— Your tasks —
- a) According to the biographical passage, from which university did Waldenström receive a Doctor of Theology degree in 1889?
- b) Reproduce the biographical passage from "Paul Petter Waldenström" to "19th century Sweden.", swapping "theologian" for "clergyman".

— Selection —
========================================================================

Paul Petter Waldenström (alternately spelled "Paul Peter") (20 July 1838 – 14 July 1917) was a Swedish theologian who became the most prominent leader of the free church movement in late 19th century Sweden.

Waldenström was born in Luleå in northern Sweden, son of a district physician. He began his academic studies at Uppsala University in 1857, completed his Ph.D. degree there in 1863, and was ordained a priest in 1864. He had been employed as an adjunct in the Växjö högre allmänna läroverk (the secondary school in Växjö) already in 1862 and in 1864, when his doctorate qualified him for this, received a lecturership in Christianity, Greek and Hebrew at the secondary school in Umeå. From 1874 until 1905 he was lecturer in the same subjects at the secondary school in Gävle. He was awarded a Doctor of Theology degree from Yale University in 1889 and was awarded the laurel for a second time as a jubeldoktor ("jubilee doctor") in Uppsala in 1913.

========================================================================

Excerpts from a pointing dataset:
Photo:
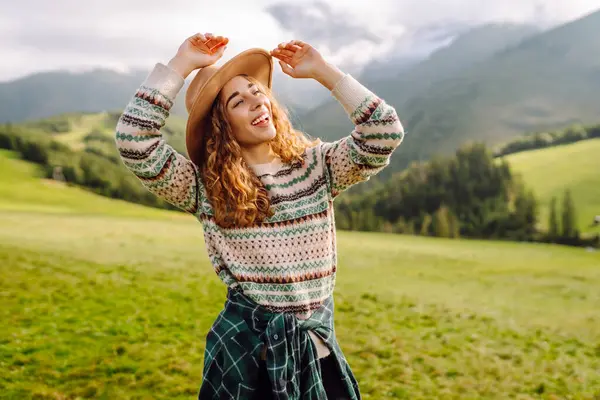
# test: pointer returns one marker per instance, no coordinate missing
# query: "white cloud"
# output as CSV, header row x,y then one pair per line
x,y
73,34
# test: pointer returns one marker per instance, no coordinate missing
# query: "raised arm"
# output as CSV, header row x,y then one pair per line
x,y
161,169
377,130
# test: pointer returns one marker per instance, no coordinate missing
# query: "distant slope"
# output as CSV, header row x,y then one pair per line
x,y
96,130
550,171
490,85
549,81
22,188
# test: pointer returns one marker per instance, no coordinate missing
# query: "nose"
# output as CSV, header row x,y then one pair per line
x,y
257,103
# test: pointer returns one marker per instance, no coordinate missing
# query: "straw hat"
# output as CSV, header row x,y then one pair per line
x,y
207,84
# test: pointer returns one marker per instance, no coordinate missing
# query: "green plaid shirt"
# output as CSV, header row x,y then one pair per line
x,y
235,342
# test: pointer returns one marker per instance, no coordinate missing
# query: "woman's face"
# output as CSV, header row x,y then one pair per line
x,y
248,110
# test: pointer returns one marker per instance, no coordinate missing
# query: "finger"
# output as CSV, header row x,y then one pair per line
x,y
284,53
199,36
287,69
286,60
219,52
298,43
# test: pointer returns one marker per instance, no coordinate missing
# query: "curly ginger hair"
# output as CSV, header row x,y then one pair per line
x,y
237,196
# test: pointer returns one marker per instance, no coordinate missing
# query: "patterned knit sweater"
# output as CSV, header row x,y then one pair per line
x,y
288,262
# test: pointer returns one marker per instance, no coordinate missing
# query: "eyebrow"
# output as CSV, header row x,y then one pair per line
x,y
237,94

========================================================================

— Worked solutions —
- a) Yale University.

- b)
Paul Petter Waldenström (alternately spelled "Paul Peter") (20 July 1838 – 14 July 1917) was a Swedish clergyman who became the most prominent leader of the free church movement in late 19th century Sweden.